TEXT BLOCK »
....
Based on a 2001 ruling by the U.S.
Supreme Court, ICE has about six months
to deport or release immigrants after
their case is decided. But immigration
lawyers say that deadline is routinely
missed. In the system snapshot provided
to the AP, 950 people were in that
category.
The detainee buildup began in the mid
1990s, long before the 2001 attacks on
the World Trade Center and the Pentagon.
Since 2003, though, Congress has doubled
to $1.7 billion the amount dedicated to
imprisoning immigrants, as furor over
"criminal aliens" intertwined with
post-9/11 fears and anti-immigrant
political rhetoric.
But the dragnet has come to include not
only terrorism suspects and cop killers,
but an honors student who was raised in
Orlando, Fla.; a convenience store clerk
who begged to go back to Canada; and a
Pentecostal minister who was forcibly
drugged by ICE agents after he asked to
contact his wife, according to court
records.
....
Pointing dataset records »

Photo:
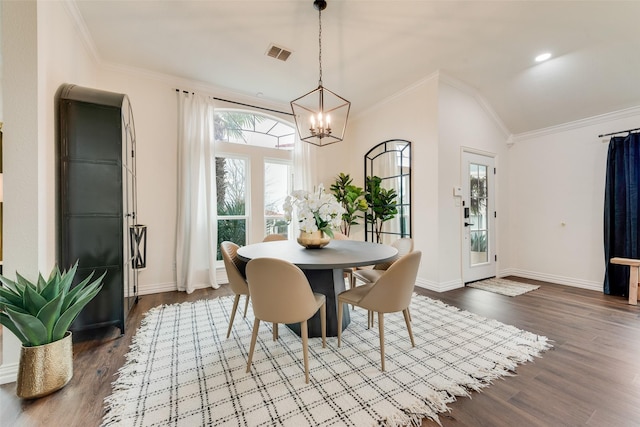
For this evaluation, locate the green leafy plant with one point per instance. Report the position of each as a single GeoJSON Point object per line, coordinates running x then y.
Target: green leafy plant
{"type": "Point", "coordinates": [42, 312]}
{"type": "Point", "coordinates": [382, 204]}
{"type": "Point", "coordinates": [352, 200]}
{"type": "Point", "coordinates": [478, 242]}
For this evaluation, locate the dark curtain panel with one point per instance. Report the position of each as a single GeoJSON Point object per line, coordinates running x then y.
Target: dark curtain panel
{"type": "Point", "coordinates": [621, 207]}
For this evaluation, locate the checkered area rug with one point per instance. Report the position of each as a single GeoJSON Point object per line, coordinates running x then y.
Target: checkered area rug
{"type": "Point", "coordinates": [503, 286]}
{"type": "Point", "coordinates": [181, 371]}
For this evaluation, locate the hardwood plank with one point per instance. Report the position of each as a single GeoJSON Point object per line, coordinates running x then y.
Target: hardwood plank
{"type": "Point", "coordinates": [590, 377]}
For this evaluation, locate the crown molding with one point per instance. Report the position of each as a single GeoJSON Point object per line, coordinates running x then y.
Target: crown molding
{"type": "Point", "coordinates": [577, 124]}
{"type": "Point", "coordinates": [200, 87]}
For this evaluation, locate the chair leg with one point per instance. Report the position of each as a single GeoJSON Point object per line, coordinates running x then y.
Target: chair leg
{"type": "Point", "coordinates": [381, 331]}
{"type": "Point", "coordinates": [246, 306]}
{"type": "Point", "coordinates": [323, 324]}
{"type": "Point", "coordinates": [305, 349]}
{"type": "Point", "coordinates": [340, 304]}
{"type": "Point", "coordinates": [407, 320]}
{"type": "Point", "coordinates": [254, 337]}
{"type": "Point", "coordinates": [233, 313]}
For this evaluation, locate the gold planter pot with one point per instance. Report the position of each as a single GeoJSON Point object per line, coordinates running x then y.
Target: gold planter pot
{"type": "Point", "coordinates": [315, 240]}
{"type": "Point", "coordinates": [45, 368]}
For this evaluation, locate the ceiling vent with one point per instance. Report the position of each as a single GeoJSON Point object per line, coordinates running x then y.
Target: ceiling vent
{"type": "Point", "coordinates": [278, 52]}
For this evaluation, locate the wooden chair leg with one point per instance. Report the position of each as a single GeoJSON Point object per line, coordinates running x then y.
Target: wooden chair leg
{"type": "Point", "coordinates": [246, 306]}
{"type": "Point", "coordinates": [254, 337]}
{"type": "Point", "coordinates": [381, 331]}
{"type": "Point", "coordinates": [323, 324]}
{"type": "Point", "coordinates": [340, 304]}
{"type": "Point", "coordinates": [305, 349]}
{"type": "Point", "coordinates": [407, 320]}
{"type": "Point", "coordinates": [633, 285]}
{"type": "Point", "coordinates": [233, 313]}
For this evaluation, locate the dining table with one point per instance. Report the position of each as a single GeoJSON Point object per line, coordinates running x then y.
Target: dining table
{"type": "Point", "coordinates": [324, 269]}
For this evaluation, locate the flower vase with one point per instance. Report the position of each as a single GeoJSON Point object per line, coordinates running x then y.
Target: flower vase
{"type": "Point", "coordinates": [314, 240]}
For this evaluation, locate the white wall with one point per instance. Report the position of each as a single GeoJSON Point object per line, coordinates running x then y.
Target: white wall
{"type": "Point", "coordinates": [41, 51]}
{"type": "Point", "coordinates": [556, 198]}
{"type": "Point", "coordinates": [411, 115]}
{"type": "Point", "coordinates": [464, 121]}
....
DO THIS » Reproduce the entire passage on immigrant detention above, word for word.

ANSWER FOR THIS EXERCISE »
Based on a 2001 ruling by the U.S.
Supreme Court, ICE has about six months
to deport or release immigrants after
their case is decided. But immigration
lawyers say that deadline is routinely
missed. In the system snapshot provided
to the AP, 950 people were in that
category.
The detainee buildup began in the mid
1990s, long before the 2001 attacks on
the World Trade Center and the Pentagon.
Since 2003, though, Congress has doubled
to $1.7 billion the amount dedicated to
imprisoning immigrants, as furor over
"criminal aliens" intertwined with
post-9/11 fears and anti-immigrant
political rhetoric.
But the dragnet has come to include not
only terrorism suspects and cop killers,
but an honors student who was raised in
Orlando, Fla.; a convenience store clerk
who begged to go back to Canada; and a
Pentecostal minister who was forcibly
drugged by ICE agents after he asked to
contact his wife, according to court
records.